───── Records for the exercise
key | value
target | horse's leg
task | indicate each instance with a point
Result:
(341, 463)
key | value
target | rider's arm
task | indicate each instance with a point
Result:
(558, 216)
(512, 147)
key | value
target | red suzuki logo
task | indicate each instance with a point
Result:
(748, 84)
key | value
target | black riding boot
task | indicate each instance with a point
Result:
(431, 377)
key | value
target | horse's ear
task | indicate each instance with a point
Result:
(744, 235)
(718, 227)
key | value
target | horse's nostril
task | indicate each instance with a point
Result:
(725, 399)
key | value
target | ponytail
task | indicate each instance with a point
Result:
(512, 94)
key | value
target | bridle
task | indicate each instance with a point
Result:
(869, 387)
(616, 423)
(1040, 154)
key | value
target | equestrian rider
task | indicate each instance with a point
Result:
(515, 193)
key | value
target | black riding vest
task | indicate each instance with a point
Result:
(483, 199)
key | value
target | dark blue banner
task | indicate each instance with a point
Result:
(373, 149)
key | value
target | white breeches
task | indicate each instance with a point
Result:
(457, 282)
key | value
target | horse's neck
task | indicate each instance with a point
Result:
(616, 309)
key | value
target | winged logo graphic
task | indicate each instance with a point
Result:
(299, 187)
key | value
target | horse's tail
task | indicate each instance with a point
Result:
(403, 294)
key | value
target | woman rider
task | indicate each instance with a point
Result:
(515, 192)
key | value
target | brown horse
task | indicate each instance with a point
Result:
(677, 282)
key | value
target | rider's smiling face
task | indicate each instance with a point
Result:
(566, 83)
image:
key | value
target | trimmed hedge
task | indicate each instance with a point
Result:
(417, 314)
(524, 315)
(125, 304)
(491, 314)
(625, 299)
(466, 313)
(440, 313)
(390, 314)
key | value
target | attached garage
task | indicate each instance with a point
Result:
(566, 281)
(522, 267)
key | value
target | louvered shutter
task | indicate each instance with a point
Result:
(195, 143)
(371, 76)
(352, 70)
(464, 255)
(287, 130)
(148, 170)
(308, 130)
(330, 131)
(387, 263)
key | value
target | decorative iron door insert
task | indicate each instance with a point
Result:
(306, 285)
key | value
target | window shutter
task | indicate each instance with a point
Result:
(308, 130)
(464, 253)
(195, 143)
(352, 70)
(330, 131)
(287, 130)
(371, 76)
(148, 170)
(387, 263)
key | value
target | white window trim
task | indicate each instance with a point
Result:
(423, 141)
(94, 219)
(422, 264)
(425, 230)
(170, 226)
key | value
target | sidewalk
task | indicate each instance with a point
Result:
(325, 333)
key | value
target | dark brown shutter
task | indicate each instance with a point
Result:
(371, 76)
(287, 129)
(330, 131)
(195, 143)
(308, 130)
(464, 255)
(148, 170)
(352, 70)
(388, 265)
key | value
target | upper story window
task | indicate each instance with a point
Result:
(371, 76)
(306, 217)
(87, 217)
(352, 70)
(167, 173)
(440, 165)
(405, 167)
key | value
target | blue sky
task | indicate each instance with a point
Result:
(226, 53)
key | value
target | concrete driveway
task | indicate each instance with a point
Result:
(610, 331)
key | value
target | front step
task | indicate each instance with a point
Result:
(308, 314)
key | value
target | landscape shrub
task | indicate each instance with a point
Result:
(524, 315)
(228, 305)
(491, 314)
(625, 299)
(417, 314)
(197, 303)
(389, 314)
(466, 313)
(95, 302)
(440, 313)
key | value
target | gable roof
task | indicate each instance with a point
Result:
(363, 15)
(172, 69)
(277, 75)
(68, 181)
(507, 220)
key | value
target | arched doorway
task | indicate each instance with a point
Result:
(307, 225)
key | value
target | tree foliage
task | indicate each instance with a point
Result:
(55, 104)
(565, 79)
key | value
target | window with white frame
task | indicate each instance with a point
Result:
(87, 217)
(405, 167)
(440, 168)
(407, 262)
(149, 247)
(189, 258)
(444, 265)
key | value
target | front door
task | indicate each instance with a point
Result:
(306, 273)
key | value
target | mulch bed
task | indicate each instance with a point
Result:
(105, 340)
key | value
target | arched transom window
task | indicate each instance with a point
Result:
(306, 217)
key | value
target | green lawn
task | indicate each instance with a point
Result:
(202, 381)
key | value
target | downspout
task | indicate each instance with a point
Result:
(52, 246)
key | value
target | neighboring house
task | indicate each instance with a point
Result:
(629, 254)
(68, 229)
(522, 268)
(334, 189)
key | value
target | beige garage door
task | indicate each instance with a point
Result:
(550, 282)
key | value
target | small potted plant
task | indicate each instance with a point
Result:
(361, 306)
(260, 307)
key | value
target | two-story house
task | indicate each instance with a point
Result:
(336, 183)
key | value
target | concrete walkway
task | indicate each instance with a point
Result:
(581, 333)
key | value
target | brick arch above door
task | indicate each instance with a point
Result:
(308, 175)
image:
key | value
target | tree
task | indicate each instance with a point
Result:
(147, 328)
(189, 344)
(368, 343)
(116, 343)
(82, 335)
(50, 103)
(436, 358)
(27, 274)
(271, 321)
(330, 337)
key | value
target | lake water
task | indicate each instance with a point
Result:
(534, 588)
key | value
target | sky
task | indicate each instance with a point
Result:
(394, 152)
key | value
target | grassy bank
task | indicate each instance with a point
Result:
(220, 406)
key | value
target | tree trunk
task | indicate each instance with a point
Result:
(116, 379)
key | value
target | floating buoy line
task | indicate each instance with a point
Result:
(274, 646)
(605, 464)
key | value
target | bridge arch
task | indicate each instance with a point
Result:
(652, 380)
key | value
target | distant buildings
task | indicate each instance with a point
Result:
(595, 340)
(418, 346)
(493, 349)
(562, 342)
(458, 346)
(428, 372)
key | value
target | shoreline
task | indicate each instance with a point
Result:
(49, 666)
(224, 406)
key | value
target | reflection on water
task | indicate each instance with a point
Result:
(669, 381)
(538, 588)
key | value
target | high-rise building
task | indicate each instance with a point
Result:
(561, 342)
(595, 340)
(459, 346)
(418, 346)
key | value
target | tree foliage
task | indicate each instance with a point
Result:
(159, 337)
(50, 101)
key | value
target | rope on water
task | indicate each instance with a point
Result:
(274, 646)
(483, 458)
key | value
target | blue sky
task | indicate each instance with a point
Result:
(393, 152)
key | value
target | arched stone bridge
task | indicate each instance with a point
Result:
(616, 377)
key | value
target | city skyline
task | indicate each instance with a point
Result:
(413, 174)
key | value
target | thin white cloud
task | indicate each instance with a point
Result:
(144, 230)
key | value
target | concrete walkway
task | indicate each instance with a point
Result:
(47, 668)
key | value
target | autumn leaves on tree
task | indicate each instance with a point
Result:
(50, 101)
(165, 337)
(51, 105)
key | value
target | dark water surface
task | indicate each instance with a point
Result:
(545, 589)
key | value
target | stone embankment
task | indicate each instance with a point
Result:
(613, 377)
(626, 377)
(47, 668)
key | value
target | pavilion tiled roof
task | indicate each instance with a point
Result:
──────────
Exercise prompt:
The entries above are to be retyped exactly, with nothing left out.

Solution for this task:
key | value
target | horse's leg
task | indicate each instance with a point
Result:
(341, 463)
key | value
target | rider's arm
task | indicate each instance with a point
Result:
(558, 216)
(512, 147)
key | value
target | red suzuki logo
task | indicate each instance with a point
Result:
(748, 84)
key | value
target | black riding boot
task | indicate each instance with a point
Result:
(431, 377)
key | value
target | horse's ear
task | indicate each instance with a point
Result:
(744, 235)
(718, 227)
key | value
target | horse's nostril
task | indicate each instance with a point
Result:
(725, 399)
key | value
target | ponytail
task | indicate each instance with a point
Result:
(512, 94)
key | value
target | bridle
task | indicate each instance with a point
Result:
(869, 387)
(616, 423)
(1040, 154)
key | value
target | equestrian rider
task | indicate each instance with a point
Result:
(515, 193)
key | value
target | black riding vest
task | indicate each instance with a point
Result:
(483, 199)
key | value
target | dark blue banner
task | indicate each instance with a point
Result:
(373, 149)
key | value
target | white breeches
task | indicate each instance with a point
Result:
(457, 282)
key | value
target | horse's neck
task | indicate each instance with a point
Result:
(616, 309)
key | value
target | winged logo graphic
task | indicate each instance with a point
Result:
(299, 187)
key | value
target | horse's tail
task | indicate each instance with a point
Result:
(403, 294)
key | value
target | woman rider
task | indicate each instance with a point
Result:
(515, 192)
key | value
target | brown horse
task | indicate each instance with a point
Result:
(677, 282)
key | value
target | rider's smiling face
task | indicate each instance with a point
Result:
(566, 83)
image:
key | value
target | trimmed hedge
task | indicate each instance with a point
Result:
(417, 314)
(524, 315)
(125, 304)
(491, 314)
(625, 299)
(466, 313)
(440, 313)
(390, 314)
key | value
target | attached garage
task | indicate each instance with a point
Result:
(566, 281)
(522, 267)
key | value
target | louvered shutter
task | indicate each instance with a point
Result:
(195, 143)
(371, 76)
(352, 70)
(464, 255)
(287, 130)
(148, 170)
(308, 130)
(330, 131)
(387, 263)
key | value
target | decorative iron door insert
task | indicate each instance with a point
Result:
(306, 285)
key | value
target | window shutter
task | indicate each instance with a point
Result:
(308, 130)
(464, 253)
(195, 143)
(352, 70)
(330, 131)
(287, 130)
(371, 76)
(148, 170)
(387, 263)
key | value
target | white window trim
task | indicate each instance with a point
Result:
(423, 141)
(94, 219)
(422, 264)
(425, 230)
(170, 226)
key | value
target | sidewalk
task | indicate each instance with a point
Result:
(325, 333)
key | value
target | dark brown shutter
task | indicate each instance with a point
Result:
(371, 76)
(287, 129)
(330, 131)
(195, 143)
(308, 130)
(464, 255)
(148, 170)
(352, 70)
(388, 265)
key | value
target | upper story window
task | indicate each instance with a point
Result:
(371, 76)
(306, 217)
(87, 217)
(352, 70)
(167, 173)
(440, 165)
(405, 167)
key | value
target | blue sky
task | indicate each instance with a point
Result:
(226, 53)
key | value
target | concrete driveway
task | indicate each instance with a point
Result:
(610, 331)
key | value
target | front step
task | indicate each instance with a point
Result:
(308, 314)
key | value
target | landscape shrub
task | indicate each instance with a point
Result:
(524, 315)
(228, 305)
(491, 314)
(625, 299)
(417, 314)
(197, 303)
(389, 314)
(466, 313)
(95, 302)
(440, 313)
key | value
target | gable roof
task | indicate each instance with a point
Result:
(363, 15)
(172, 69)
(277, 75)
(68, 181)
(507, 220)
key | value
target | arched doorway
task | indicate each instance with a point
Result:
(307, 225)
key | value
target | tree foliage
task | indicate each instance with a point
Result:
(55, 104)
(565, 79)
key | value
target | window with white frame
task | indicate each instance with a point
Result:
(87, 217)
(405, 167)
(440, 168)
(407, 262)
(149, 247)
(189, 258)
(444, 265)
key | value
target | front door
task | indicate each instance with a point
Result:
(306, 273)
key | value
target | mulch bed
task | indicate each instance with a point
Result:
(105, 340)
key | value
target | arched transom window
task | indicate each instance with a point
Result:
(306, 217)
key | value
target | green lawn
task | indicate each instance with a point
Result:
(202, 381)
key | value
target | downspout
task | indicate each instance with a point
Result:
(52, 246)
key | value
target | neighboring house
task | indicate each instance with a point
Result:
(629, 254)
(68, 229)
(522, 268)
(334, 189)
key | value
target | beige garage door
task | indicate each instance with a point
Result:
(550, 282)
key | value
target | small potted plant
task | indicate each instance with a point
Result:
(361, 306)
(260, 307)
key | value
target | two-story house
task | indicate each instance with a point
Result:
(336, 183)
key | value
target | concrete walkway
task | indicate each instance with a point
Result:
(581, 333)
key | value
target | brick arch above door
task | indicate each instance with a point
Result:
(308, 175)
image:
key | value
target | tree
task | indicate each instance with a point
Result:
(147, 328)
(189, 344)
(368, 343)
(116, 343)
(82, 335)
(50, 103)
(436, 358)
(27, 274)
(271, 321)
(330, 337)
key | value
target | lake water
task | indicate each instance with a point
Result:
(534, 588)
key | value
target | sky
task | indicate each instance with a point
Result:
(394, 152)
key | value
target | grassy bank
task | indicate each instance with a point
Result:
(220, 406)
key | value
target | tree trunk
task | indicate each instance with a point
Result:
(116, 379)
key | value
target | floating buoy line
task | indicate each instance with a point
Result:
(274, 646)
(605, 464)
key | value
target | bridge arch
task | indicate each instance with a point
Result:
(652, 380)
key | value
target | distant buildings
task | indicate each instance with a point
Result:
(595, 340)
(418, 346)
(493, 349)
(562, 342)
(458, 346)
(428, 372)
key | value
target | shoreline
task | indicate each instance with a point
Result:
(49, 666)
(224, 406)
key | value
target | reflection on water
task | indicate each instance with a point
Result:
(669, 381)
(538, 588)
key | value
target | high-rise building
task | indicate each instance with a point
Result:
(561, 342)
(595, 340)
(459, 346)
(418, 346)
key | value
target | tree foliage
task | indicate each instance with a point
Result:
(159, 337)
(50, 101)
key | value
target | rope on water
task | indicate each instance with a point
Result:
(274, 646)
(483, 458)
key | value
target | blue sky
task | indicate each instance with a point
Result:
(393, 152)
key | value
target | arched stone bridge
task | indicate each instance with a point
Result:
(616, 377)
key | value
target | city skyline
task | indicate each instance with a point
Result:
(413, 174)
key | value
target | thin white cloud
task | indicate each instance with a point
Result:
(144, 230)
key | value
target | concrete walkway
task | indicate each instance with a point
Result:
(47, 668)
key | value
target | autumn leaves on tree
task | indicate each instance with a point
Result:
(50, 101)
(165, 337)
(51, 105)
key | value
target | dark water surface
task | indicate each instance with a point
Result:
(545, 589)
key | value
target | stone embankment
task | indicate each instance with a point
Result:
(613, 377)
(626, 377)
(47, 668)
key | value
target | pavilion tiled roof
task | indicate each instance with a point
Result:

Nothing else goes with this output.